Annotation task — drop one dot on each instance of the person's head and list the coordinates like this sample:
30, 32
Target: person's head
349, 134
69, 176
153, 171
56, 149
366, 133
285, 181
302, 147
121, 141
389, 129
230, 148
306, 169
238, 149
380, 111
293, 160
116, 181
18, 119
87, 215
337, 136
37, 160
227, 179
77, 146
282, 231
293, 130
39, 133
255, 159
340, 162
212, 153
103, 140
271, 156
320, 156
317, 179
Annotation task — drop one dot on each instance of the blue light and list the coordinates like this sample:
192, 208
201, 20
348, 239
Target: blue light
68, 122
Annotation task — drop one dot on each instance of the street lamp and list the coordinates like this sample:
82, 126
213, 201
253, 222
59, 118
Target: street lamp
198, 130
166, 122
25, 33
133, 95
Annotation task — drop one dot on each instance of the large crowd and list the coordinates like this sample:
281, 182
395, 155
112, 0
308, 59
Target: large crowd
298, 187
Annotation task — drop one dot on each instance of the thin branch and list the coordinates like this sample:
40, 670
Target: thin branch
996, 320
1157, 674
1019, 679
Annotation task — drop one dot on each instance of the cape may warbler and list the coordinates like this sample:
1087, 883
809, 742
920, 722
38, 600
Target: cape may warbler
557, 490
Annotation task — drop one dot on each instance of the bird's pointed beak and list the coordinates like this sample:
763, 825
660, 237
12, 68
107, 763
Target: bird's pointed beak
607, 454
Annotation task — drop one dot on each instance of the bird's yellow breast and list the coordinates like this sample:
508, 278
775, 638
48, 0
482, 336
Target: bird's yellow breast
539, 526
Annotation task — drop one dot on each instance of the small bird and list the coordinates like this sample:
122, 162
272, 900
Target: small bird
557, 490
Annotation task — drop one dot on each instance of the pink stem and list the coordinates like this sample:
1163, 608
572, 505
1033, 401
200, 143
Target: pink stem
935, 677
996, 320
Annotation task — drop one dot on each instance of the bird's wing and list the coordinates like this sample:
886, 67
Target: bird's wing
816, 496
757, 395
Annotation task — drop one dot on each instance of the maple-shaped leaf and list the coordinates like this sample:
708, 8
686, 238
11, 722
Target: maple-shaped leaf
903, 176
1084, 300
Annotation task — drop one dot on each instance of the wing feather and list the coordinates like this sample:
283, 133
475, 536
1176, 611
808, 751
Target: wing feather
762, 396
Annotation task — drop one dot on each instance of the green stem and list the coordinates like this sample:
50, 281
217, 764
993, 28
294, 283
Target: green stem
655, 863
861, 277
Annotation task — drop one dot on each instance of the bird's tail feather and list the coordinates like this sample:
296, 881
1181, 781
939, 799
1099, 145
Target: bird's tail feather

(DIRECTIONS): Would you report every line of the entries above containing the word "tail"?

(RESPONSE):
Annotation task — drop one dot on each instance of the bird's tail feather and list the coordinates like this sample:
Target: bird's tail feather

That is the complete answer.